Material provided
+++
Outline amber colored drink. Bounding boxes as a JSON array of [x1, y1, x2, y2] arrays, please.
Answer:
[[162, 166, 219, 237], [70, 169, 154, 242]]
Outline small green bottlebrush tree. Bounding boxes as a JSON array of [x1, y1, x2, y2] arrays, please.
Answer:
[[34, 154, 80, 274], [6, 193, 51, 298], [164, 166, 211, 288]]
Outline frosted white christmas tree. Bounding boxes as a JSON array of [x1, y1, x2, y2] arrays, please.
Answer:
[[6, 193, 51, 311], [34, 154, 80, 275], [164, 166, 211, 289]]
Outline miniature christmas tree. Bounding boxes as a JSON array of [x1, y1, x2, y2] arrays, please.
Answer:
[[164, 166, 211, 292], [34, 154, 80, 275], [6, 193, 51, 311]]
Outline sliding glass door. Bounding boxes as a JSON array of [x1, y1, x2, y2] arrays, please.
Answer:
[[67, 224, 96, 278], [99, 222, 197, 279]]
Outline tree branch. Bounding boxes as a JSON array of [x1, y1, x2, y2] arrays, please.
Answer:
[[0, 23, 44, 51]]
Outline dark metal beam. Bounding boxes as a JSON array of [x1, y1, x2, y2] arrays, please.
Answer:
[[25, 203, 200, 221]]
+++
Exercise goal
Go through the records above and return every line that holds the string "JSON".

Result for this task
Outline amber colored drink. Bounding boxes as a JSON array of [x1, y1, x2, y2] arrays, please.
Outline small green bottlebrush tree. Bounding boxes as a JSON array of [x1, y1, x2, y2] arrays, please.
Outline frosted white christmas tree. Bounding boxes as a JSON array of [x1, y1, x2, y2] arrays, please.
Outline miniature christmas tree. Bounding boxes as a JSON array of [x1, y1, x2, y2] arrays, please.
Outline sliding glass door. Bounding boxes as a JSON array of [x1, y1, x2, y2] arrays, please.
Outline tree branch. Bounding boxes as a JSON array of [x1, y1, x2, y2] arrays, please.
Outline dark metal beam. Bounding boxes as a JSON array of [x1, y1, x2, y2] arrays, please.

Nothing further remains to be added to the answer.